### Exercise objective
Please rewrite the items below, changing "pixel location" to "coordinates" everywhere and leaving everything else as it is.

### Dataset records
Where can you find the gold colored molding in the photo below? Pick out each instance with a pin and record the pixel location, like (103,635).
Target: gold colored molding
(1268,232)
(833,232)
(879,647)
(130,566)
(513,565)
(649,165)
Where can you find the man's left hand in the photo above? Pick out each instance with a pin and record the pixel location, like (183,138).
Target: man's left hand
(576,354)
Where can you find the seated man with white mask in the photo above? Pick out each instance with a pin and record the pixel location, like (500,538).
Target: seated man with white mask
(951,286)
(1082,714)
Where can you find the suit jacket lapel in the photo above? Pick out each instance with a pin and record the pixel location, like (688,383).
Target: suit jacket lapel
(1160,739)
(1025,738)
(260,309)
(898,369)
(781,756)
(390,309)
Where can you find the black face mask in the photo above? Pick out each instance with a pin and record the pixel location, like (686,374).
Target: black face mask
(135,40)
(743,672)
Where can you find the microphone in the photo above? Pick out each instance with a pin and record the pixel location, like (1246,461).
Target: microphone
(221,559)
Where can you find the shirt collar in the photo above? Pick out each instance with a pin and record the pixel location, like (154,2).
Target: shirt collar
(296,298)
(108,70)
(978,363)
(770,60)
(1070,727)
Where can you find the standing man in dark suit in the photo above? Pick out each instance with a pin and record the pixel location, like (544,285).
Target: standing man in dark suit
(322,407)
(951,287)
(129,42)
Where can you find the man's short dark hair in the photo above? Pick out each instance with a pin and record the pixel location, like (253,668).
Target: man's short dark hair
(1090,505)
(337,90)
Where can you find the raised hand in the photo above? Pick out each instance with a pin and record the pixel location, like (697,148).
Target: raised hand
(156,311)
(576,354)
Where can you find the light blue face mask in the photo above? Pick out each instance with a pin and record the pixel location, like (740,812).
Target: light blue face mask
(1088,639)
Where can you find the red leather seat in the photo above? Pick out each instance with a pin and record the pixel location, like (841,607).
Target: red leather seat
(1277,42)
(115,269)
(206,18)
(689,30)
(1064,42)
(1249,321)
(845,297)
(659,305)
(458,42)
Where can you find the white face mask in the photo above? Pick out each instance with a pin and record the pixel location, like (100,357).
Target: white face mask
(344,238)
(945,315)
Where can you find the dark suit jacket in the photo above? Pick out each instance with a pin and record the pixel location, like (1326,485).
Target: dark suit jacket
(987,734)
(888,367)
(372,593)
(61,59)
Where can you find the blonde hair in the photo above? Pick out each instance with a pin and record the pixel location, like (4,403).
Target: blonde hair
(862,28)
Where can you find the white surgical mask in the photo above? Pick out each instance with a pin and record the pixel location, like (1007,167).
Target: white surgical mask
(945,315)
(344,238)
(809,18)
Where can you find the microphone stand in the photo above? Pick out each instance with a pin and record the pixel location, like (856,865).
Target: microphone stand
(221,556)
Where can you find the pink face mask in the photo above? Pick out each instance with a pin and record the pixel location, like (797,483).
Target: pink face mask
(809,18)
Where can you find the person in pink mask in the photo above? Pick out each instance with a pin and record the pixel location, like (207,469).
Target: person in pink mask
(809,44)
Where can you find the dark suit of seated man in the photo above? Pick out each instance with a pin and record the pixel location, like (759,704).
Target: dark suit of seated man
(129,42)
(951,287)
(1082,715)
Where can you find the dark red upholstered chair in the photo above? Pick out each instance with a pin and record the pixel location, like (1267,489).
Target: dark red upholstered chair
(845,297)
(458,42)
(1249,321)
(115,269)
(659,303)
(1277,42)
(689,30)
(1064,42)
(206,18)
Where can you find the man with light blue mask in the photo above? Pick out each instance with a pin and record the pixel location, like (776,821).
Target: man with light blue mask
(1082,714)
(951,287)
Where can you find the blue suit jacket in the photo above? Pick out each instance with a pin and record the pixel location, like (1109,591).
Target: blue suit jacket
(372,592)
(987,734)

### Result of the task
Where can you find the gold colored molding in the photo below? Pick out each instance with a pin and record the coordinates, like (103,635).
Target: gold colored molding
(1268,232)
(833,232)
(879,647)
(130,566)
(513,565)
(649,165)
Where can you find the man's left hand in the photo above? Pick out each instance with a pin and record the coordinates, like (183,138).
Target: man's left hand
(576,354)
Where can you find the seated man with white mask in the photo above? Pick out each instance with a pin and record the coordinates, like (500,538).
Target: seated man with white mask
(951,286)
(1082,714)
Where can you find the suit jacket lapel in the photo above? Pick out each instance with a pin and record the coordinates, like (688,383).
Target: suit jacket lapel
(1160,739)
(1025,738)
(260,309)
(898,369)
(781,756)
(390,309)
Where can you find the black face mask in the photo above? Pick out each instance with a pin and record the coordinates, like (686,374).
Target: black face mask
(135,40)
(743,672)
Where can you find the microphone in the photo above? Pick out each instance with a pin and record the coordinates, like (1246,461).
Target: microphone
(221,559)
Where can you find the shirt collar in the photo above? Pick out each instance with a pin and record the coordinates, like (154,2).
Target: shirt collar
(296,298)
(108,70)
(978,363)
(770,60)
(1070,727)
Where can you find the standing man in dark suit in the photo above? Pick out each instance with a pin and record the coordinates, like (544,285).
Target: standing man in dark suit
(322,407)
(951,287)
(129,42)
Where can you find the man's short dark hair in the photo above? Pick out each instance with a pin and record the coordinates, like (253,668).
Target: man's short dark hair
(1090,505)
(337,90)
Where can you find the raised hand in the photo above? Pick out each instance with a pin and record the coordinates, like (697,148).
Target: raised hand
(156,311)
(576,354)
Where can you find the light blue face mask in the photo above? Pick out each instance with a pin and record the coordinates, like (740,812).
Target: light blue face mask
(1088,639)
Where can you find the red leather seat in the photo above? Pick out each instance with a pin and record the coordinates, like (841,607).
Target: red leather seat
(1277,42)
(115,269)
(206,18)
(689,30)
(1064,42)
(1249,321)
(845,297)
(659,305)
(458,42)
Where can you find the white face mask in the photo above? Pick out each instance with a pin and record the coordinates, like (100,357).
Target: white face mask
(344,238)
(945,315)
Where can you find the dark suit jacket in the photo above? Pick out each instance with a pin and record the coordinates, like (1326,485).
Target: dark suit jacket
(987,734)
(888,367)
(372,593)
(61,59)
Where can you find the blonde hair in the photo above? Pick out each instance with a pin and record the coordinates, like (4,403).
Target: blonde hair
(862,28)
Where can you find the white surgical mask in the photo above? Pick out each instance with a pin and record the coordinates, like (1007,167).
Target: white surgical mask
(945,315)
(344,238)
(809,18)
Where can you find the microphone stand in the photo above? Pick out each instance with a pin and record the coordinates, like (856,865).
Target: microphone stand
(221,556)
Where can you find the pink face mask in the photo above? Pick out each instance with a pin and record the coordinates, like (797,483).
Target: pink face mask
(809,18)
Where can you find the person in pink mask in the photo above? Pick out each instance with a pin and record the coordinates, like (207,469).
Target: person in pink mask
(809,44)
Where can you find the dark suit of seated man in the photo above? Pick out each instance with a pin and record the coordinates, like (759,704).
Target: dark suit of seated man
(129,42)
(951,287)
(1082,715)
Where can you find the dark red upholstered chair in the photo above? Pick out each instance with a pin and record the coordinates, like (1267,489).
Target: dark red upholstered chair
(845,297)
(458,42)
(1249,321)
(115,269)
(659,303)
(1277,42)
(689,30)
(1064,42)
(206,18)
Where can you find the man with light blue mask in the photo above? Pick out each instance with a pin and record the coordinates, like (776,821).
Target: man with light blue mask
(1082,714)
(951,287)
Where can you find the blue suit jacket in the photo above? Pick out each instance with a pin and record the coordinates, like (1109,591).
Target: blue suit jacket
(372,592)
(987,734)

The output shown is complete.